** Start **
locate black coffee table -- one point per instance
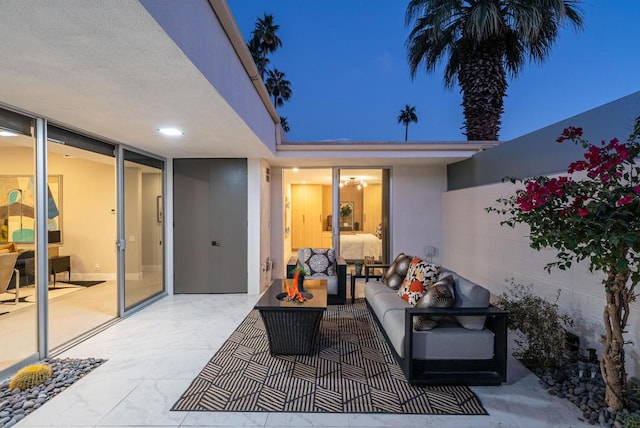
(292, 327)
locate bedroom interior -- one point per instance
(83, 291)
(308, 212)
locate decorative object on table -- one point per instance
(299, 273)
(17, 216)
(346, 214)
(358, 267)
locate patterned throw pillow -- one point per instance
(419, 276)
(317, 261)
(396, 272)
(439, 295)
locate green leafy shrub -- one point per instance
(539, 328)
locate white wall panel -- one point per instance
(416, 209)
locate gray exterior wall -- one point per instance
(538, 153)
(198, 33)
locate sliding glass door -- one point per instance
(81, 224)
(363, 214)
(18, 294)
(143, 228)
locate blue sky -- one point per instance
(346, 60)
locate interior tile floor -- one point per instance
(153, 355)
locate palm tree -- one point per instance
(265, 40)
(284, 123)
(406, 116)
(261, 63)
(278, 87)
(483, 40)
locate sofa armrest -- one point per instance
(496, 322)
(369, 270)
(488, 311)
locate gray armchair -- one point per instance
(321, 263)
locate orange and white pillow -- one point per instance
(418, 278)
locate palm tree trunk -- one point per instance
(616, 314)
(482, 98)
(264, 62)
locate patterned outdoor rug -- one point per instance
(351, 371)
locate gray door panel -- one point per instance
(210, 229)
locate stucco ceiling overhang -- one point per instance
(108, 69)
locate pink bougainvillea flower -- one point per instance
(625, 200)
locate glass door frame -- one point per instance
(387, 182)
(121, 241)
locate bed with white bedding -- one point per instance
(357, 246)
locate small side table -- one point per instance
(361, 275)
(59, 264)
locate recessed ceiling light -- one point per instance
(173, 132)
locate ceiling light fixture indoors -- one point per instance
(172, 132)
(358, 183)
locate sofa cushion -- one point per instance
(419, 276)
(470, 295)
(317, 261)
(439, 295)
(385, 302)
(447, 341)
(397, 271)
(373, 287)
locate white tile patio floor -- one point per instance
(154, 355)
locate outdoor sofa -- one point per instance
(467, 347)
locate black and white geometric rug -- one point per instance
(351, 371)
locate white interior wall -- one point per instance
(416, 212)
(133, 222)
(254, 187)
(479, 248)
(265, 226)
(151, 228)
(277, 236)
(88, 198)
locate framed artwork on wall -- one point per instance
(17, 208)
(159, 209)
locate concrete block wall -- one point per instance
(479, 248)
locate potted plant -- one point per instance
(358, 267)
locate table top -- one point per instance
(317, 287)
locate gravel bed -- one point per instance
(587, 393)
(16, 404)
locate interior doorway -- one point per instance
(356, 223)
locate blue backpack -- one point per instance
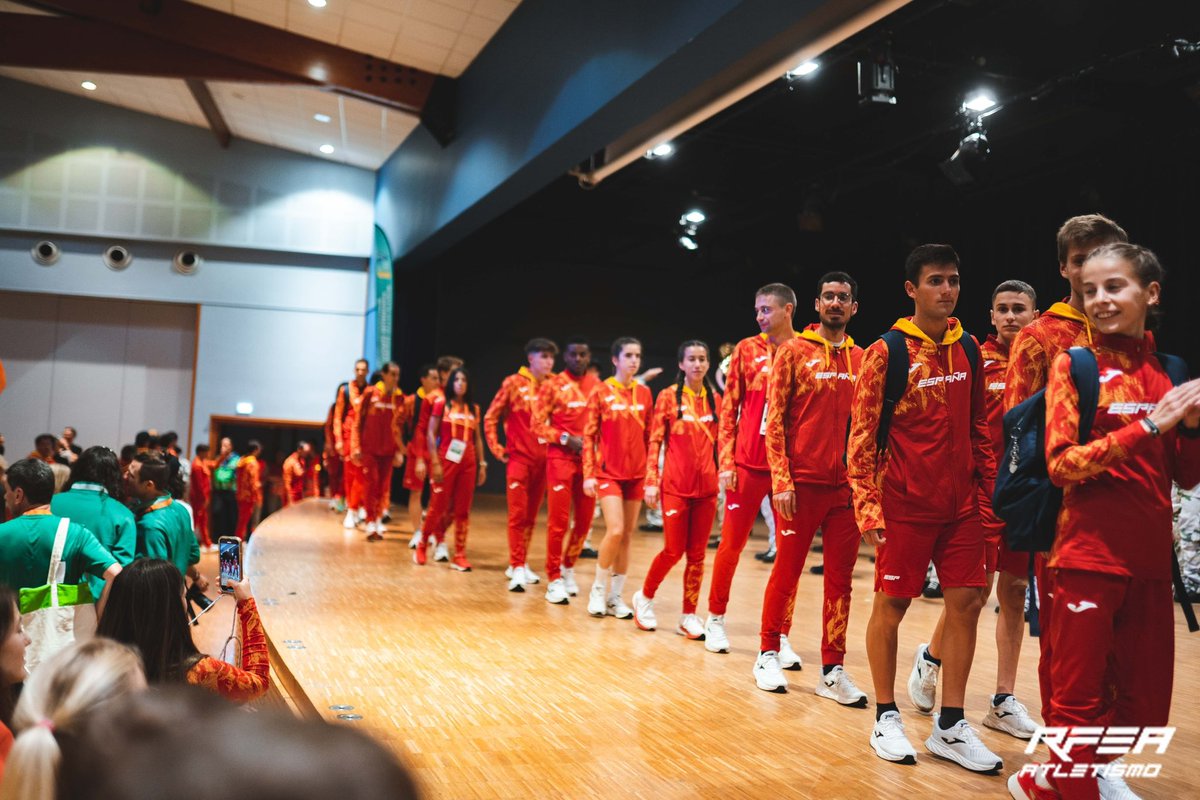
** End **
▶ _SHORT TASK_
Output every line of the material above as a JSON list of strings, one string per line, with blank lines and the pictures left out.

▶ _FULL SOLUTION_
[
  "locate black coffee table -- one point per instance",
  "(292, 327)",
  "locate bedroom interior -- one point per instance",
  "(83, 291)",
  "(308, 212)",
  "locate decorative object on table -- one point per instance",
  "(299, 273)",
  "(17, 216)",
  "(346, 214)",
  "(358, 267)",
  "locate patterned throw pillow -- one point per instance",
  "(419, 276)",
  "(317, 261)",
  "(396, 272)",
  "(439, 295)",
  "locate green leafy shrub -- one point per instance",
  "(539, 328)",
  "locate white wall panel -- one point per instance",
  "(416, 209)",
  "locate gray exterior wall -- one point per instance",
  "(538, 153)",
  "(198, 33)",
  "locate sliding glass door -- one point per instance",
  "(81, 224)",
  "(363, 214)",
  "(18, 294)",
  "(143, 228)",
  "locate blue sky -- one point per instance",
  "(346, 60)",
  "locate interior tile floor -- one point per instance",
  "(153, 355)",
  "locate palm tree -- one point per instance",
  "(265, 40)",
  "(284, 123)",
  "(406, 116)",
  "(261, 63)",
  "(278, 87)",
  "(483, 40)",
  "locate sofa armrest -- one point per instance",
  "(496, 322)",
  "(369, 270)",
  "(488, 311)",
  "locate gray armchair -- one point per instance",
  "(321, 263)",
  "locate orange and white pillow -- one point per instance",
  "(418, 278)",
  "locate palm tree trunk -- one point per instance",
  "(616, 314)",
  "(482, 98)",
  "(264, 62)",
  "locate patterned outdoor rug -- one point per instance",
  "(351, 371)",
  "locate gray door panel -- one point per instance",
  "(210, 229)",
  "locate stucco ceiling overhang -- one point per instance",
  "(108, 69)",
  "locate pink bougainvillea flower -- one point per instance",
  "(625, 200)",
  "locate glass door frame -- one point per instance",
  "(387, 182)",
  "(121, 241)",
  "locate bed with white bedding -- one point per instance",
  "(357, 246)",
  "locate small side table -- one point per instance",
  "(361, 275)",
  "(59, 264)",
  "locate recessed ceiling light -- one point per instance",
  "(173, 132)",
  "locate ceiling light fixture indoors -- one point per instance",
  "(172, 132)",
  "(358, 183)",
  "locate sofa cushion -- one point per instance",
  "(419, 276)",
  "(470, 295)",
  "(317, 261)",
  "(439, 295)",
  "(385, 302)",
  "(447, 341)",
  "(397, 271)",
  "(373, 287)",
  "locate white tile patio floor -- one point per instance",
  "(154, 355)",
  "locate outdoor sofa -- one point per instance",
  "(467, 347)",
  "locate black and white geometric rug -- one point per instance",
  "(351, 371)",
  "locate white interior wall -- one point per instance",
  "(416, 212)",
  "(133, 222)",
  "(254, 187)",
  "(479, 248)",
  "(265, 226)",
  "(151, 228)",
  "(277, 236)",
  "(88, 198)",
  "locate framed artwork on wall -- one point per instance",
  "(17, 208)",
  "(159, 209)",
  "locate concrete block wall -- one point per instance",
  "(479, 248)",
  "locate potted plant -- one point per instance",
  "(358, 267)",
  "locate table top -- one point per instance",
  "(317, 287)",
  "locate gravel bed -- one point per instance",
  "(587, 393)",
  "(16, 404)",
  "locate interior doorway -- one point per instance",
  "(356, 223)",
  "locate blue backpack -- one point per instance"
]